* _Direction_
Can you copy, word for word, the stretch of rows below from the line containing "Target: muddy shoreline." through the line containing "[83, 434, 443, 657]", with both of those lines included?
※
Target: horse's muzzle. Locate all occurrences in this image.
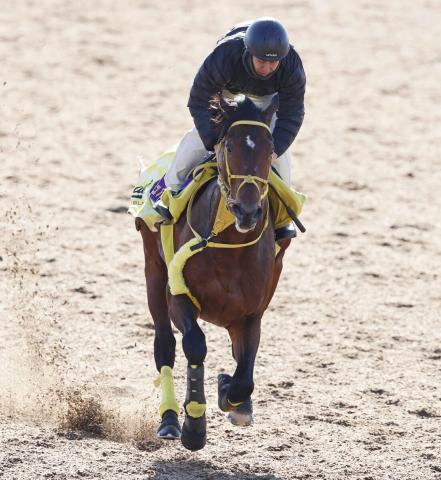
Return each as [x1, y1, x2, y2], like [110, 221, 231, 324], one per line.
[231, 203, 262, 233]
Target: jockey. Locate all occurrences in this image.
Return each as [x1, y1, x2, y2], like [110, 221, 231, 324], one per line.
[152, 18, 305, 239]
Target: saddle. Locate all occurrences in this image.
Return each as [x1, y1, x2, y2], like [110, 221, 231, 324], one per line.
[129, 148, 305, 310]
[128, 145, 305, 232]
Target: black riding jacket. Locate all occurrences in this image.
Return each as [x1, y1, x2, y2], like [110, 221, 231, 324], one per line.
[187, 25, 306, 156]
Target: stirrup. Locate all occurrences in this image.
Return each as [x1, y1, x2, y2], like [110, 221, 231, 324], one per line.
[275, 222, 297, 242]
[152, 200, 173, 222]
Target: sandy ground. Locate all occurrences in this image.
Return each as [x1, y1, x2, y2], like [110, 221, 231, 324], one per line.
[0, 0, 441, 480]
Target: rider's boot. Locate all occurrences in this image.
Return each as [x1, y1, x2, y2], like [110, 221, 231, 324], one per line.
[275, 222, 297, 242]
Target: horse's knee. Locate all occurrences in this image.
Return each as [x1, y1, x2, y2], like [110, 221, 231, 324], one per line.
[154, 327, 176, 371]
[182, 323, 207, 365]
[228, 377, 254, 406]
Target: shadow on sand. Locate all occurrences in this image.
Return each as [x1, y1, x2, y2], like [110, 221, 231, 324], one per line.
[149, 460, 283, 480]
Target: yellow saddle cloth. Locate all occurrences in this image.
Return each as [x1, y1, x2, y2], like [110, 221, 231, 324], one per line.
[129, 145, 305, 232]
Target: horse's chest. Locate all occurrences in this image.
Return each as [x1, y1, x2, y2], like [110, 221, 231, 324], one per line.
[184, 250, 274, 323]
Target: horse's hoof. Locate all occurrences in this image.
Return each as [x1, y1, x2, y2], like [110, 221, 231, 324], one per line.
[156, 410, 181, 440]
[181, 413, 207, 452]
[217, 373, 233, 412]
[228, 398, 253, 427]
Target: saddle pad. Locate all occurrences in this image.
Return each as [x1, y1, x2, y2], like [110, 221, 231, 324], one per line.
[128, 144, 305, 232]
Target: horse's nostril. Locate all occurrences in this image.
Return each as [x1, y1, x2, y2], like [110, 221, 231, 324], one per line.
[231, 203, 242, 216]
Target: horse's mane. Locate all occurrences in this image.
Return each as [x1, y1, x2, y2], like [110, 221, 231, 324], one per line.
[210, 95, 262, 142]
※
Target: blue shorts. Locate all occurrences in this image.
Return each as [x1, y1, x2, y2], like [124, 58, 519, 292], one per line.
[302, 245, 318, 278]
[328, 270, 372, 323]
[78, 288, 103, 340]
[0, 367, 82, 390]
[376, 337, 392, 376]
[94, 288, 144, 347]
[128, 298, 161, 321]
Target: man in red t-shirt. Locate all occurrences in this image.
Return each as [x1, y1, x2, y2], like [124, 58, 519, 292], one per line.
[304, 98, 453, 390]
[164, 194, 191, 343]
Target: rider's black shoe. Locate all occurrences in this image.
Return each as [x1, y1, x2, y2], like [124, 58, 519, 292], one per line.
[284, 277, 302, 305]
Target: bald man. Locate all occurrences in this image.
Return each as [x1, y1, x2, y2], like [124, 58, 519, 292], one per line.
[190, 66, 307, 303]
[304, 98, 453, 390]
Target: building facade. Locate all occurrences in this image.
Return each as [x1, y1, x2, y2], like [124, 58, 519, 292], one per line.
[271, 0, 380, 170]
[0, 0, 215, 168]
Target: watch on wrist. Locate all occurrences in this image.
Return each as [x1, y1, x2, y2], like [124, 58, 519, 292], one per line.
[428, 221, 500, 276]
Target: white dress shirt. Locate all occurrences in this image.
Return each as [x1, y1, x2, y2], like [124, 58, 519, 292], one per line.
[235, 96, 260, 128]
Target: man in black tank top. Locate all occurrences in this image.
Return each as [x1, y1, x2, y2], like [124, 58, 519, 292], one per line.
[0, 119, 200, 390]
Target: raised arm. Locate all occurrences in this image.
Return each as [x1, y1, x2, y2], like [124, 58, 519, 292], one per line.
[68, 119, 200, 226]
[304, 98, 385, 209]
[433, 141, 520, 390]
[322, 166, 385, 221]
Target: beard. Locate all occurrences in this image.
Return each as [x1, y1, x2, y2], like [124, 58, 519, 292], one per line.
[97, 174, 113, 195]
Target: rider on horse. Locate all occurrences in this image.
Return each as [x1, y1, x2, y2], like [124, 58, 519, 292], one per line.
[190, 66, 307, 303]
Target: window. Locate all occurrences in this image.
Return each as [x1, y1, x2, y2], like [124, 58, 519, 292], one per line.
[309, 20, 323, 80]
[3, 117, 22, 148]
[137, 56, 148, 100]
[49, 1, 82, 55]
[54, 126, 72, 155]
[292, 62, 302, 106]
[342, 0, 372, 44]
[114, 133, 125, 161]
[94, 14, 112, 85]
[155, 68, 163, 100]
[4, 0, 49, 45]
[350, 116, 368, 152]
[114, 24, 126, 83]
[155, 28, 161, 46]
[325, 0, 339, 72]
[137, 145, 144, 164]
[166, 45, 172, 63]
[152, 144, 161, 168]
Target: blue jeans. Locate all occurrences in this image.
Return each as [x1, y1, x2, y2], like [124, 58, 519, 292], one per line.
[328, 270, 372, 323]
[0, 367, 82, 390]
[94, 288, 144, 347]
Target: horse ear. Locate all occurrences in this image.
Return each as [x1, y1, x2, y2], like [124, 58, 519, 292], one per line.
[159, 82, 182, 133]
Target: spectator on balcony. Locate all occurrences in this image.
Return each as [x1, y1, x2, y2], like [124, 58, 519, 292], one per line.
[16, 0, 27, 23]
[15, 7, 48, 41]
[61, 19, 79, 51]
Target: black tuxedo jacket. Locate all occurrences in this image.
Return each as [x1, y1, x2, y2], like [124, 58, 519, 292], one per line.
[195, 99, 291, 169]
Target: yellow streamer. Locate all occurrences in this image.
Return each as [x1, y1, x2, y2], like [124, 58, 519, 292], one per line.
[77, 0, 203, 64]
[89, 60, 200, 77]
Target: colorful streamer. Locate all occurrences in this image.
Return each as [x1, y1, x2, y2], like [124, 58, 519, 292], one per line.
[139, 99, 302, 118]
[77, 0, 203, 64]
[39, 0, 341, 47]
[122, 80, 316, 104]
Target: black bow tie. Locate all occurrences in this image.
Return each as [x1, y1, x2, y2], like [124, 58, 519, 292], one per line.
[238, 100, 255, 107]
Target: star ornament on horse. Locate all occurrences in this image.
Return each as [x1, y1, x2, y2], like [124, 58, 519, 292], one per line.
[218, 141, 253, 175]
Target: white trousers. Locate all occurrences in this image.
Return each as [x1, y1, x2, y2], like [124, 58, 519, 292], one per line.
※
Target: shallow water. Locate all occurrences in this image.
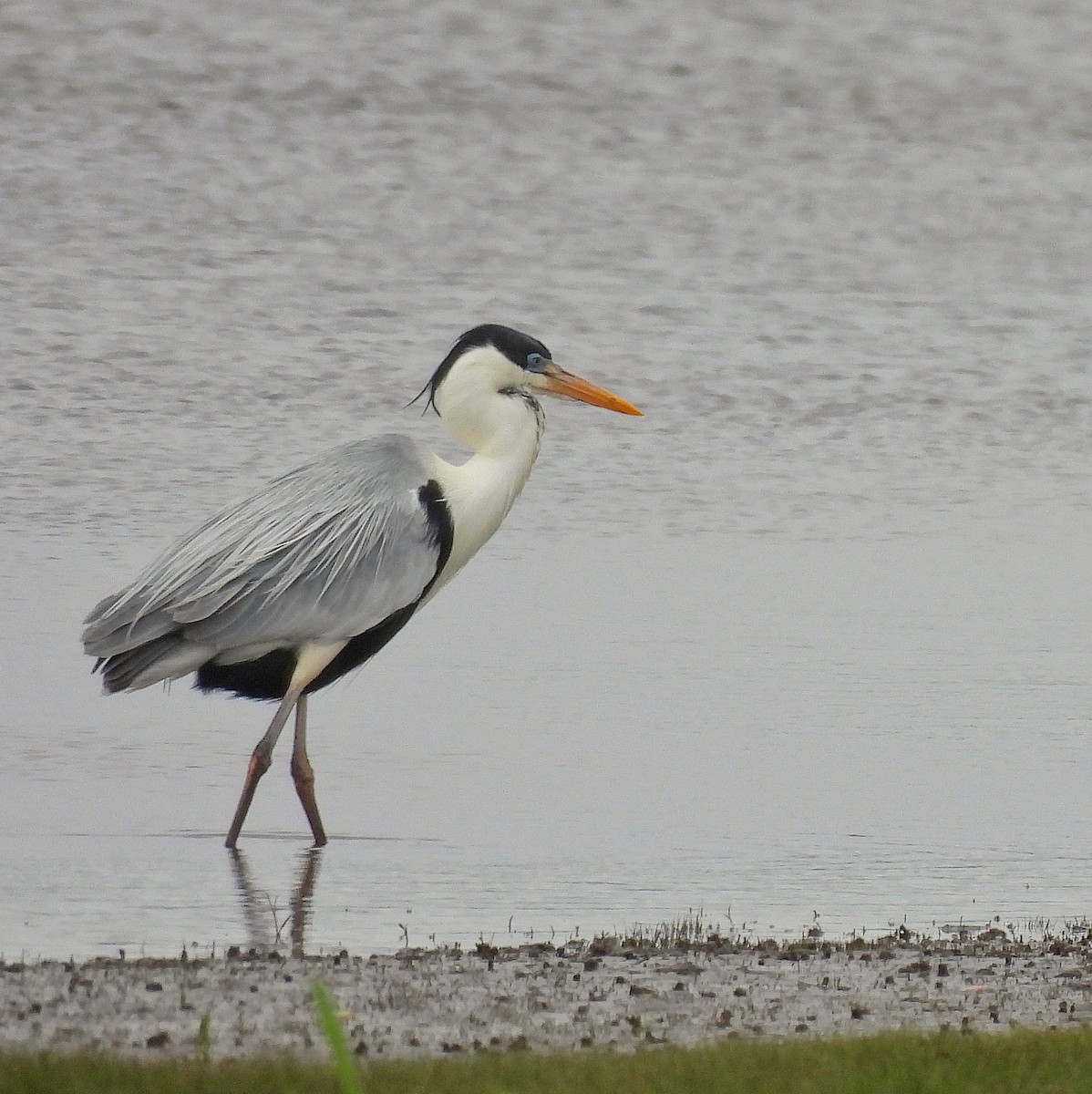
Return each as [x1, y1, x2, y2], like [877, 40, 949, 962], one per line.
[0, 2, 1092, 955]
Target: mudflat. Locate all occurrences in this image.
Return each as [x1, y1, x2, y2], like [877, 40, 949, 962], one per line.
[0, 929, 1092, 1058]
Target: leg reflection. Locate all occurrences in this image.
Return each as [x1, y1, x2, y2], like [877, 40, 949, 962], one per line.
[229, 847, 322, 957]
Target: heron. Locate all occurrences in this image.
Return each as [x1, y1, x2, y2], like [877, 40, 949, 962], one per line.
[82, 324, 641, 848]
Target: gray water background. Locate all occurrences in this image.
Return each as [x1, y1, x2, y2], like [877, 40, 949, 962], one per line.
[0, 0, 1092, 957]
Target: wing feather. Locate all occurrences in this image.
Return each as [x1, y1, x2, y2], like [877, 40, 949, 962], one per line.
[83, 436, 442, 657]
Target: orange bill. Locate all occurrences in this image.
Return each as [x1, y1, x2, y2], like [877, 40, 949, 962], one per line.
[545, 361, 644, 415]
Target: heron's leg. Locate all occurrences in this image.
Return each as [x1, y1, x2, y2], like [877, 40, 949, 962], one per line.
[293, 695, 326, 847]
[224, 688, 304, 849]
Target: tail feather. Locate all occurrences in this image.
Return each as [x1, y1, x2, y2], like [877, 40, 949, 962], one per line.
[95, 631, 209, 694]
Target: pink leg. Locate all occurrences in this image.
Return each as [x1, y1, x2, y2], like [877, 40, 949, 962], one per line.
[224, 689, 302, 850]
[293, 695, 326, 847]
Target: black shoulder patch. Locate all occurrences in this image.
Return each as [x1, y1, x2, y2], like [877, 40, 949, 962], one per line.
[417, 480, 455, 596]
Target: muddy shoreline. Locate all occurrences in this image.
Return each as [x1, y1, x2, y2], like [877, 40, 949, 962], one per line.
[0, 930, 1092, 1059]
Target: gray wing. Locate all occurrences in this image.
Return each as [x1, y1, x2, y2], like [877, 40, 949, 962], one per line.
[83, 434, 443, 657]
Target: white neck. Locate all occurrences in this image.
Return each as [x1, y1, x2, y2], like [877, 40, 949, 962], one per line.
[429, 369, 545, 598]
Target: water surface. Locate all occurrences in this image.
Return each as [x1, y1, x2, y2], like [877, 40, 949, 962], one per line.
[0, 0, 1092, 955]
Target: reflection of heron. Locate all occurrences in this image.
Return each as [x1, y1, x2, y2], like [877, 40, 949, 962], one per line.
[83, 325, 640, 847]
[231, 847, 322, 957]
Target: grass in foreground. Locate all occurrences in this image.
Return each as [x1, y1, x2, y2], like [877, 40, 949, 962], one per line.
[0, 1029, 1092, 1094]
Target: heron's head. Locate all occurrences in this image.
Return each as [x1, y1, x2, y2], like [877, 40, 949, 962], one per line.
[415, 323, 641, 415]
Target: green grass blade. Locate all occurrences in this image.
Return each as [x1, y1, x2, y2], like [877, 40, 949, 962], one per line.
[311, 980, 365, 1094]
※
* _Answer to this exercise_
Target: muddy shoreline. Locate all occurrences in this image.
Return each as [x1, y1, x2, y2], like [877, 40, 949, 962], one per line.
[0, 930, 1092, 1059]
Target: gray wing. Locate all occurrences in this image.
Return each as [x1, y1, x2, y2], like [877, 40, 949, 962], one per line.
[83, 434, 443, 657]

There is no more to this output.